### Task to complete:
Arrange the lines from the one containing "Task: each <instance>" through the one containing "box: [275, 107, 293, 131]", inclusive, as a Markdown table with the columns Row and Line, leaving out any blank lines.

[Collected data entries]
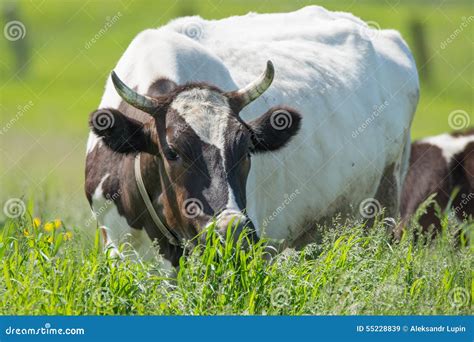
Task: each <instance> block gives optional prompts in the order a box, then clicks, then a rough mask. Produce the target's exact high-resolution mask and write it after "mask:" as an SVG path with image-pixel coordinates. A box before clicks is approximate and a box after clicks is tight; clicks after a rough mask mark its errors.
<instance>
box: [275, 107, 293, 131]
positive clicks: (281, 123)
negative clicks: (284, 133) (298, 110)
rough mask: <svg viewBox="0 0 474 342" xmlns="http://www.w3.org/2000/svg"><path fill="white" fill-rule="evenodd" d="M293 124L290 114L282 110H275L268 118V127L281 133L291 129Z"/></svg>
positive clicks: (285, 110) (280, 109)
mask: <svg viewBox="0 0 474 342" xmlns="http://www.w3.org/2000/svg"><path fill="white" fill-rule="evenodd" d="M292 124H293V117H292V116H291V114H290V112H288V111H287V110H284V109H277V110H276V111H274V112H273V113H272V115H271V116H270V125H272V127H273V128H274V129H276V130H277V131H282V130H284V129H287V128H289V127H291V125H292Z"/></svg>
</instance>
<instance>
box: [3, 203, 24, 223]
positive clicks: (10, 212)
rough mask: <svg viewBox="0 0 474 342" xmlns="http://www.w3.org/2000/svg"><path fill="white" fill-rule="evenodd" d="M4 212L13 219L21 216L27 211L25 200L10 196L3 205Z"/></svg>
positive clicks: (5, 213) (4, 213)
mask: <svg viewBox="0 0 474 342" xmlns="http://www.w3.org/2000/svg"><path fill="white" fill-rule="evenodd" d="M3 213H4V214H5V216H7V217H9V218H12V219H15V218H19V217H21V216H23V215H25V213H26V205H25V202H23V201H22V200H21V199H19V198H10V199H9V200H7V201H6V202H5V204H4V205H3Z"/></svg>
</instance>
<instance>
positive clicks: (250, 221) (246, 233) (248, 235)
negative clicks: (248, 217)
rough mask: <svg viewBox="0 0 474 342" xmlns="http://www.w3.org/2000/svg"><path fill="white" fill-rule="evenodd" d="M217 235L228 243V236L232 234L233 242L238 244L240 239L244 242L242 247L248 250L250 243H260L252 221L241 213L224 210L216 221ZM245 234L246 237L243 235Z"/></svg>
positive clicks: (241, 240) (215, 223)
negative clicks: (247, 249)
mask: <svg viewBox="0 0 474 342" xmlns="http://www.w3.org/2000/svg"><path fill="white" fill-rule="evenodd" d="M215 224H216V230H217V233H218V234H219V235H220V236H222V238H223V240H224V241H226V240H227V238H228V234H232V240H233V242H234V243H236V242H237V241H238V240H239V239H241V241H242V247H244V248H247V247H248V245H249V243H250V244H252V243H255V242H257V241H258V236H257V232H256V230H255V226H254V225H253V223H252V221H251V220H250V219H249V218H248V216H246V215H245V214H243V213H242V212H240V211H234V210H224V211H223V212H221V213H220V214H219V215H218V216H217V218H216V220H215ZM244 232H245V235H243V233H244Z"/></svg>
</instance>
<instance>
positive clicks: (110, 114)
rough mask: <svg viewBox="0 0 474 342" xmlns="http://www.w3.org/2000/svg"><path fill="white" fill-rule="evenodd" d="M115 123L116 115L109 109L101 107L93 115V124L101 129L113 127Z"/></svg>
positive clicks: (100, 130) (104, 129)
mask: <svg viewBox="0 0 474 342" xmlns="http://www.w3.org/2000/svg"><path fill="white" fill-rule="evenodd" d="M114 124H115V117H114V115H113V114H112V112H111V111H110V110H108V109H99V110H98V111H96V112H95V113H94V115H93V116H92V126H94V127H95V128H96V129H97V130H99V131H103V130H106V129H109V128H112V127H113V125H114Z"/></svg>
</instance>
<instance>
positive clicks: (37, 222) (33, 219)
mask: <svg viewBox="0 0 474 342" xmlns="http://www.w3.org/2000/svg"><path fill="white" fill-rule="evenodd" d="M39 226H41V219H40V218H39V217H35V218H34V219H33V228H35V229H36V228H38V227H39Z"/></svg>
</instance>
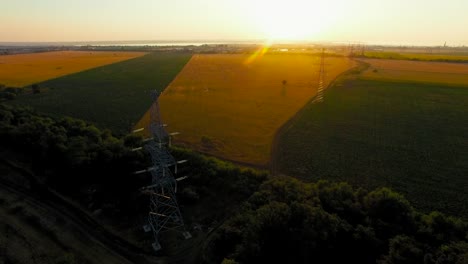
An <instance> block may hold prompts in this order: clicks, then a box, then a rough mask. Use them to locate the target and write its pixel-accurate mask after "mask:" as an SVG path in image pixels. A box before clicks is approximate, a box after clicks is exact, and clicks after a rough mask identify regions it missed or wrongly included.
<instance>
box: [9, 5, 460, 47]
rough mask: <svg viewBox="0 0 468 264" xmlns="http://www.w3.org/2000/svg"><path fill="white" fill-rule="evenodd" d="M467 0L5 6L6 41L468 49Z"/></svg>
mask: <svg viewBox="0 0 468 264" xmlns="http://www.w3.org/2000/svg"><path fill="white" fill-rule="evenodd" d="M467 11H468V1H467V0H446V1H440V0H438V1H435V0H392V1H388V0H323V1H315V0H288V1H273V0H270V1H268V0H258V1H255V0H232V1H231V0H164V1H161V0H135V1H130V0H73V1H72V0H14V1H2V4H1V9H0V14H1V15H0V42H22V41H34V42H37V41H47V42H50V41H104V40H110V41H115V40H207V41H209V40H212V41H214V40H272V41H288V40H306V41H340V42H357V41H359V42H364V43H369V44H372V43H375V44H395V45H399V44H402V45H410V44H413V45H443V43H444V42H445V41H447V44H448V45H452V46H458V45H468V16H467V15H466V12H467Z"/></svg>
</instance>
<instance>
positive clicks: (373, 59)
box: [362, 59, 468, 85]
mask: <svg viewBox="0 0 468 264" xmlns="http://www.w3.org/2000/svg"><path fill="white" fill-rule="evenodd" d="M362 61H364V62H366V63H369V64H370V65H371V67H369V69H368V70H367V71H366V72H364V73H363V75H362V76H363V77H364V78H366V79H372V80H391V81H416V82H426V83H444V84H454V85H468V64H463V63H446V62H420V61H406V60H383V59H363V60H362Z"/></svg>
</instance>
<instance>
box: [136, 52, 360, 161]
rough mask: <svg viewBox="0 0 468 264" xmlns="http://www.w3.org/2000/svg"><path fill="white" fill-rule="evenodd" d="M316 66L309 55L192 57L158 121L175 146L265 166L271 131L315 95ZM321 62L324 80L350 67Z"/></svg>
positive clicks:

...

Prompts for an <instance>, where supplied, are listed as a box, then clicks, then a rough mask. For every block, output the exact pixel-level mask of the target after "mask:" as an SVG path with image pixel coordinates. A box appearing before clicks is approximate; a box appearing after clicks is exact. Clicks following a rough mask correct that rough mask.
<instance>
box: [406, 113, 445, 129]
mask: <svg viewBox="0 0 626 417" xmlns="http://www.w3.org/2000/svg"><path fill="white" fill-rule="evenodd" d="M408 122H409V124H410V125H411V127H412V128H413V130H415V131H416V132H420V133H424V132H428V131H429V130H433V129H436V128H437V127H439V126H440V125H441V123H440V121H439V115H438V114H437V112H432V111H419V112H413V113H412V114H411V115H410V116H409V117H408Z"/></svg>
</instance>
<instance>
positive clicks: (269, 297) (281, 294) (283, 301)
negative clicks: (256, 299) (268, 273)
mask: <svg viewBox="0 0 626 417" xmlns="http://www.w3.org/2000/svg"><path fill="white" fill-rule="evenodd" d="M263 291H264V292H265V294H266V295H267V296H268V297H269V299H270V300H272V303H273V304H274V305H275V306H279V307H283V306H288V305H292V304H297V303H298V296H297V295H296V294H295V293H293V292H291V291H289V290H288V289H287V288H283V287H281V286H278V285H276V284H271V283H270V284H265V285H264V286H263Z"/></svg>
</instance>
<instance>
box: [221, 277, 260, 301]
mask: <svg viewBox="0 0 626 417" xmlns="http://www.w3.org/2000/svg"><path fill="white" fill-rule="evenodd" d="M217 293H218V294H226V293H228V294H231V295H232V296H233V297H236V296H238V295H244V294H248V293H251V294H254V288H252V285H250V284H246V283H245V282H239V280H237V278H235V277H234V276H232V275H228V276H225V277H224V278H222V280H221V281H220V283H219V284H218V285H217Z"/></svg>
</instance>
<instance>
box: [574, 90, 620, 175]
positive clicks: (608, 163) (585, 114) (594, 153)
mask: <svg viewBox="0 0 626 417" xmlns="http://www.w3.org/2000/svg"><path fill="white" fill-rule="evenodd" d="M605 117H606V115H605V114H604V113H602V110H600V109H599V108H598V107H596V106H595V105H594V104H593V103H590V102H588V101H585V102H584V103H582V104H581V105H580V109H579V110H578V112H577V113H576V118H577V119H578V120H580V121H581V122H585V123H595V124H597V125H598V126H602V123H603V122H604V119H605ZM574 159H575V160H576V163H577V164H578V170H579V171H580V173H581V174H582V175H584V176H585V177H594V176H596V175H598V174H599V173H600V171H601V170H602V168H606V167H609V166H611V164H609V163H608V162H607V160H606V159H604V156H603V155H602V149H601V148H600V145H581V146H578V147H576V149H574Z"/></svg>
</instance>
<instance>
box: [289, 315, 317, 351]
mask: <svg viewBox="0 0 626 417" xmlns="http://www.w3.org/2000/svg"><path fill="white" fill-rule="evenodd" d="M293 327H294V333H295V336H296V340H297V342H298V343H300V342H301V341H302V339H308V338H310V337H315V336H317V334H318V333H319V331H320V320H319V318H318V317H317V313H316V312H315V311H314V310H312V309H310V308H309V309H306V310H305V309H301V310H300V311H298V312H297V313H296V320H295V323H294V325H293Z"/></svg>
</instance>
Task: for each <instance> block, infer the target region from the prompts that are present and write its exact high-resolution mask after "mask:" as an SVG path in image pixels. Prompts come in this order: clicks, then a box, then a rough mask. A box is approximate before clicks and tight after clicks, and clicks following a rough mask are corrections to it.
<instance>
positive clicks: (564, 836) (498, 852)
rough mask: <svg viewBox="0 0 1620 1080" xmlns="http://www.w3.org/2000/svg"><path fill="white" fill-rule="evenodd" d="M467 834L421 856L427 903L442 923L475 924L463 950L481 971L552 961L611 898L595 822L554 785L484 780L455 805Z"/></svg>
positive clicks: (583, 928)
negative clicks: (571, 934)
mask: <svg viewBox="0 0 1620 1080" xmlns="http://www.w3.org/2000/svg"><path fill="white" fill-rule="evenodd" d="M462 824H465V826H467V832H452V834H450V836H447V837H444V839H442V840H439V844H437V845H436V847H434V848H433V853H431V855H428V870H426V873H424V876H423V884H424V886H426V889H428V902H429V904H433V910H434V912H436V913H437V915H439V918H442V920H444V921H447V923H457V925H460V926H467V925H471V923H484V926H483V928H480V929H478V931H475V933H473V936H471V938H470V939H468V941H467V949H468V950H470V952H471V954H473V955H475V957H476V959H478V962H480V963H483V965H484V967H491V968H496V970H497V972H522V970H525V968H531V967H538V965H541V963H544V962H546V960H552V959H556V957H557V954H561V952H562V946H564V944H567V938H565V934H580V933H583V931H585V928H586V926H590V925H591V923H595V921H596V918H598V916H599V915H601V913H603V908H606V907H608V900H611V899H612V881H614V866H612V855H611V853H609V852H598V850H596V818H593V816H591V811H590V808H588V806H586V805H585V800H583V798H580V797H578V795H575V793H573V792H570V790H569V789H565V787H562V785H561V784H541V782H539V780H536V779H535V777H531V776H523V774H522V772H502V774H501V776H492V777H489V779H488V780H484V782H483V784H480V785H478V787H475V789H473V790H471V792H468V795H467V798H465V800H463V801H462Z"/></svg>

* * *

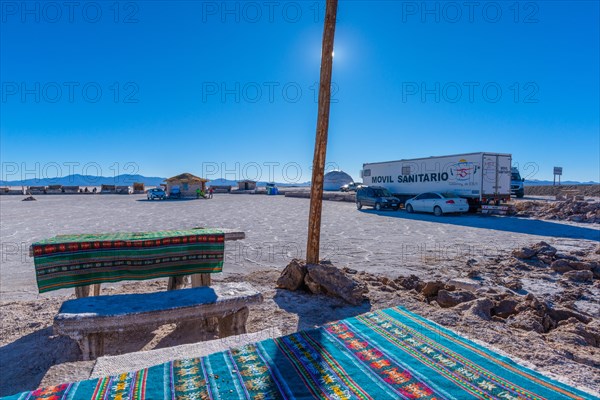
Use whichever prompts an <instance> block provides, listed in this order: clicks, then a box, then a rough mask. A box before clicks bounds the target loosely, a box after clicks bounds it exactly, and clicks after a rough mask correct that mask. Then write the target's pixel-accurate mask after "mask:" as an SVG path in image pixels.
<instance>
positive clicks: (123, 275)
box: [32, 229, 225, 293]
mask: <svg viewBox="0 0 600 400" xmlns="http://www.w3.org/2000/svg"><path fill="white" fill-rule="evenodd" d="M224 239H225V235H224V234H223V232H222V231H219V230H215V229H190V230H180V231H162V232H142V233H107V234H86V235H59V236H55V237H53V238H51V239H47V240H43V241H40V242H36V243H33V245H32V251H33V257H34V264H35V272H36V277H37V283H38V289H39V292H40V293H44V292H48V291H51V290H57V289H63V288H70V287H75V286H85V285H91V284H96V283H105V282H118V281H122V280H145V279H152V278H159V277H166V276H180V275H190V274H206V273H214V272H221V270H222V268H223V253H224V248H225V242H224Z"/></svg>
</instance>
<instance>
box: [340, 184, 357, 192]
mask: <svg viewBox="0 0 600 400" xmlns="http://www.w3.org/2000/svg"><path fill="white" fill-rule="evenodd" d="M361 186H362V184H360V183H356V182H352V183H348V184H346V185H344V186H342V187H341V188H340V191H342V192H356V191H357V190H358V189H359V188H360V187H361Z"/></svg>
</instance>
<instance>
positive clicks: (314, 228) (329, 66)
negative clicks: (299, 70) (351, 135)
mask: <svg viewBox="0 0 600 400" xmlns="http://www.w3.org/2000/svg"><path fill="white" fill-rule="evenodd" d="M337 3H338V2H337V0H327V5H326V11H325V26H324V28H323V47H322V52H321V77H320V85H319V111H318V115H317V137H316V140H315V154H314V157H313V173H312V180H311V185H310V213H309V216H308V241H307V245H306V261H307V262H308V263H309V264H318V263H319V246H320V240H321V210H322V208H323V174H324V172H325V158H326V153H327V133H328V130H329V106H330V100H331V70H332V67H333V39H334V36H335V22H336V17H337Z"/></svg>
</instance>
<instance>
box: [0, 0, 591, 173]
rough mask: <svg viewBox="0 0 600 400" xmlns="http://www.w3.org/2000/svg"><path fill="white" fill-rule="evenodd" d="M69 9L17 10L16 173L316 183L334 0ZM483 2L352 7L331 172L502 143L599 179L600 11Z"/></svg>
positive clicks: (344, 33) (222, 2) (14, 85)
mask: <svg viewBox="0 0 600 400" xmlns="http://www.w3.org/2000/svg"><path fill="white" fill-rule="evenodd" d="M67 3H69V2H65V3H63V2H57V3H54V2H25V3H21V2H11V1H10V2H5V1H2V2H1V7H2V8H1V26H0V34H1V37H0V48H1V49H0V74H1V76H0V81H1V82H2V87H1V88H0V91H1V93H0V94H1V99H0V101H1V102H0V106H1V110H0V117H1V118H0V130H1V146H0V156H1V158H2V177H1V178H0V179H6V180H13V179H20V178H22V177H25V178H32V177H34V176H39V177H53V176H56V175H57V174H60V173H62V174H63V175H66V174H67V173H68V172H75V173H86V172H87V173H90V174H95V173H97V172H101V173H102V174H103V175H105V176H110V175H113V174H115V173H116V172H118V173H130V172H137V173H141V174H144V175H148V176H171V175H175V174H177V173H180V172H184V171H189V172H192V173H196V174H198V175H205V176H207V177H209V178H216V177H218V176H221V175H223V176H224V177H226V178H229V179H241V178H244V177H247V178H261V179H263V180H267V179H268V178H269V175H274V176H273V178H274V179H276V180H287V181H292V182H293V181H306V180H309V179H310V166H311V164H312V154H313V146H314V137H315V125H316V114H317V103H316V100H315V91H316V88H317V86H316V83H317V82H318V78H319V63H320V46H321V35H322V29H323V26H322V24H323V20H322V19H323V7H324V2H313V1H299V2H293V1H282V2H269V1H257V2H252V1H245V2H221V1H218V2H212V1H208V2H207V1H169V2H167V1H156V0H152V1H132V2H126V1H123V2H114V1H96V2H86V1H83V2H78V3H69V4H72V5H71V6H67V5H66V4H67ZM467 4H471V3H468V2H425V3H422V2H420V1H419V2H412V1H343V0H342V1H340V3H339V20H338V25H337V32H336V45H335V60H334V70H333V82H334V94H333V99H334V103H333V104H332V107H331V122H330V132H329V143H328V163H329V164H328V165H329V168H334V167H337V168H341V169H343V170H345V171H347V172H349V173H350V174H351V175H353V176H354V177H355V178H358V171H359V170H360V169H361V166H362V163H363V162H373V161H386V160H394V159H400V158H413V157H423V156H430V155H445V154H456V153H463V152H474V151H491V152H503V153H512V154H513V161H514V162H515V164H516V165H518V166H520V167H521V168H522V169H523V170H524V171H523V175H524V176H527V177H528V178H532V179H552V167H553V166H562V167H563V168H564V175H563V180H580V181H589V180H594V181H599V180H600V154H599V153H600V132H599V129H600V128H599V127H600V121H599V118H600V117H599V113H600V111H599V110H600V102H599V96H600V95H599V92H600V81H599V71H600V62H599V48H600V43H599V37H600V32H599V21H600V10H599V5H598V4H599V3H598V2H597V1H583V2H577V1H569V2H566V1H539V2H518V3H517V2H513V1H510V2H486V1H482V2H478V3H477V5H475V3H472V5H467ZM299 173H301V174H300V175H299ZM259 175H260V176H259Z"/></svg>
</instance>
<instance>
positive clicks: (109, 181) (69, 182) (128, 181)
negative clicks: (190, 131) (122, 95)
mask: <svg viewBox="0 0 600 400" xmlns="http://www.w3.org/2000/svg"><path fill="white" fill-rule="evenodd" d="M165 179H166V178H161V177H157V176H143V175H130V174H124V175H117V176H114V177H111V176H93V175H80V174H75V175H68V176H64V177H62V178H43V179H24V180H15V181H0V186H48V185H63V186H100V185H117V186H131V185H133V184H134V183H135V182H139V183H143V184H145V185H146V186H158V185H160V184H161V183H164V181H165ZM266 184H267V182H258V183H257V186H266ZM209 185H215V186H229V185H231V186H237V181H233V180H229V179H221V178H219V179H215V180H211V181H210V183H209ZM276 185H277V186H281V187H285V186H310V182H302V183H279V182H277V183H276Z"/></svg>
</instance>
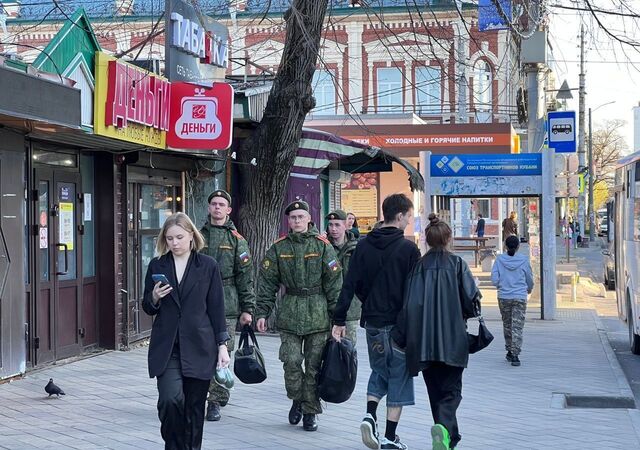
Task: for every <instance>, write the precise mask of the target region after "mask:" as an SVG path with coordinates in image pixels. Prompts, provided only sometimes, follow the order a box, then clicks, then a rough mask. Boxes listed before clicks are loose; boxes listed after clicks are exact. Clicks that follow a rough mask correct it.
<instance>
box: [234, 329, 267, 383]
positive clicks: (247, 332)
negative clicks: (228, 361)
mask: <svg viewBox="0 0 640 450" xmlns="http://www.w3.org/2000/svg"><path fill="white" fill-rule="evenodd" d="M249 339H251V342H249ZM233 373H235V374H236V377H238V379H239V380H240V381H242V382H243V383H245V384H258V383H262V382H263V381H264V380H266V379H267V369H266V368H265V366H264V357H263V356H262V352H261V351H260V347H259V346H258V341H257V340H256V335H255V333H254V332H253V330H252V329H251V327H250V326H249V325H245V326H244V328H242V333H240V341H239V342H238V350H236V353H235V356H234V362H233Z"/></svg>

### Output:
| Row | Line |
|---|---|
| 1 | Task: each <instance> block gives optional prompts in the order a box, then clicks, then a rough mask. Produce the target's exact high-resolution mask and write it after "mask:" as an SVG path with image-pixel coordinates. A box before clicks is approximate and a box after clicks is tight; clicks after a rough mask mark its errors. |
| 2 | <instance> |
| 3 | box: [275, 107, 293, 131] |